→ **What to work on**
a) In the text on the Daylighting Rivers project, whose summary of inquiry-based learning does the project apply as its model?
b) Continue the text on the Daylighting Rivers project from its last sentence.

→ **Text block**
──────────

Active exploration usually leads to a better conceptual understanding, and through IBL, students construct knowledge by asking questions, formulating hypotheses, designing and executing their own investigations and evaluating and reflecting on their findings.  In addition, IBL helps students see relevant uses of the knowledge to make sense of what they are learning; interweave laboratory experiences with other types of science learning activities, including lectures, reading, and discussion; engage students in group work and increase their communication skills; engage students in ICT for the public engagement

Diagnostic, formative assessments are embedded into the instructional sequence and can be used to gauge the students’ developing understanding and to promote their self-reflection on their thinking.

DAYLIGHTING RIVERS offers educational materials for a learning process that addresses the understanding of complex systems related to rivers (e.g. water cycle, river ecosystem, soil-water interactions, land use effects and impacts, rivers in the arts, etc.) through scientific investigations, including hands-on activities or using Geographic Information Systems.

The model of IBL that DAYLIGHTING RIVERS applies is a model summarized by Pedaste et al. (2015). For more information, download the methodology guidelines of Daylighting Rivers.


Students often perceive a gap between what is learned at school and what is relevant in the workplace. Therefore the acquisition of skills and competencies is crucial, since it can also impact their choice of educational pathways or facilitate their entrance into the labour market.


Transversally, the project activities will concern school subjects like geography, biology, chemistry, botany, soil and water science, and economics – but also will engage students in the integrative skills of urban planning and land use studies, with the use of technologies and software. The activities are designed to raise environmental awareness on the importance of preserving soil and rivers under pressure from urbanisation.

In terms of soft skills, students are encouraged to work in groups, to take responsibility for specific tasks within a defined time frame, and to communicate their findings to peers and the general public by adapting their language and means of communication to fit the target audience.

──────────

→ **Records supplied**
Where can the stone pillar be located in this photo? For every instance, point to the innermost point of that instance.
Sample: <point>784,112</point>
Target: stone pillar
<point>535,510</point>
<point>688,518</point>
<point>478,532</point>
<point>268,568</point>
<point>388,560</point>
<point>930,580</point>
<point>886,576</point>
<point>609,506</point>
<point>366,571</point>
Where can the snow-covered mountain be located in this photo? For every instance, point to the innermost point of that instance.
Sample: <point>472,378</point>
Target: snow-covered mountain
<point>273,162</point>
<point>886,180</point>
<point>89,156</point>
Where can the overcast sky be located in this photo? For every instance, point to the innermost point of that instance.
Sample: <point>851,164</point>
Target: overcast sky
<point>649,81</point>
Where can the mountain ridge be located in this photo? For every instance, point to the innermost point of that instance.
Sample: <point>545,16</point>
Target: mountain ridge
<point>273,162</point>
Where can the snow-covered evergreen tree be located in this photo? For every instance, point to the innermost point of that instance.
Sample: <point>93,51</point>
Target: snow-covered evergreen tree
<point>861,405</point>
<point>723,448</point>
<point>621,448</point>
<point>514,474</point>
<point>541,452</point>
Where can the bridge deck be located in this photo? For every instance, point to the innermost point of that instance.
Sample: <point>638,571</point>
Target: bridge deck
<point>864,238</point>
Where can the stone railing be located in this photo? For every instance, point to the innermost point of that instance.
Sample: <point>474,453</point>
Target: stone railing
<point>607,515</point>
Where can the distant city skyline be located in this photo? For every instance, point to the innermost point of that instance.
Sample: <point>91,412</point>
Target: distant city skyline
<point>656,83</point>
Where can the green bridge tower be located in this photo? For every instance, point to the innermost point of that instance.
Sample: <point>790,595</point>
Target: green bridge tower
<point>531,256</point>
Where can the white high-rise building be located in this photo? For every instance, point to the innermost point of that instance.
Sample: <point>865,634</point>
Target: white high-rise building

──────────

→ **Expected results**
a) A model summarized by Pedaste et al. (2015).

b)
Responsible Citizenship

The challenges our society have to face are many and include social, economical and especially environmental threats. Regarding the project themes, due to accelerated urban development, many rivers have been diverted or culverted, in favor of urban infrastructures and new neighborhoods. This has increased the risks of flood, led to the loss of biodiversity along the streams, increased water pollution and impaired other for the community services connected to the flowing water. The process by which the culverted or covered rivers are uncovered and re-exposed to the environment is known as ‘daylighting’. DAYLIGHTING RIVERS also refers to ‘daylighting’ in terms of youth consciousness – raising awareness and inspiring global action for sustainability in water use.

Responsible research and Innovation

Responsible Research and Innovation (RRI) means that societal actors work together during a research and innovation process in order to better align both the process and its outcomes, with the values, needs and expectations of European society. It  anticipates and assesses potential implications and societal expectations with regard to research and innovation, with the aim to foster the design of inclusive and sustainable research and innovation.

Among others, RRI fosters the Public Engagement – which is  about co-creating the future between citizens and civil society organizations on matters of science and technology and bringing on board the widest possible diversity of actors that do not normally interact with each other and Gender Equality to ensure a more integrated approach and Ethics as ethical compliance is seen as pivotal to achieve real research excellence.

Building capacities and developing innovative ways of connecting science to society is a priority, therefore, starting from the schools, there is a need to make science more attractive to young people, increase society’s appetite for innovation, and open up further research and innovation activities.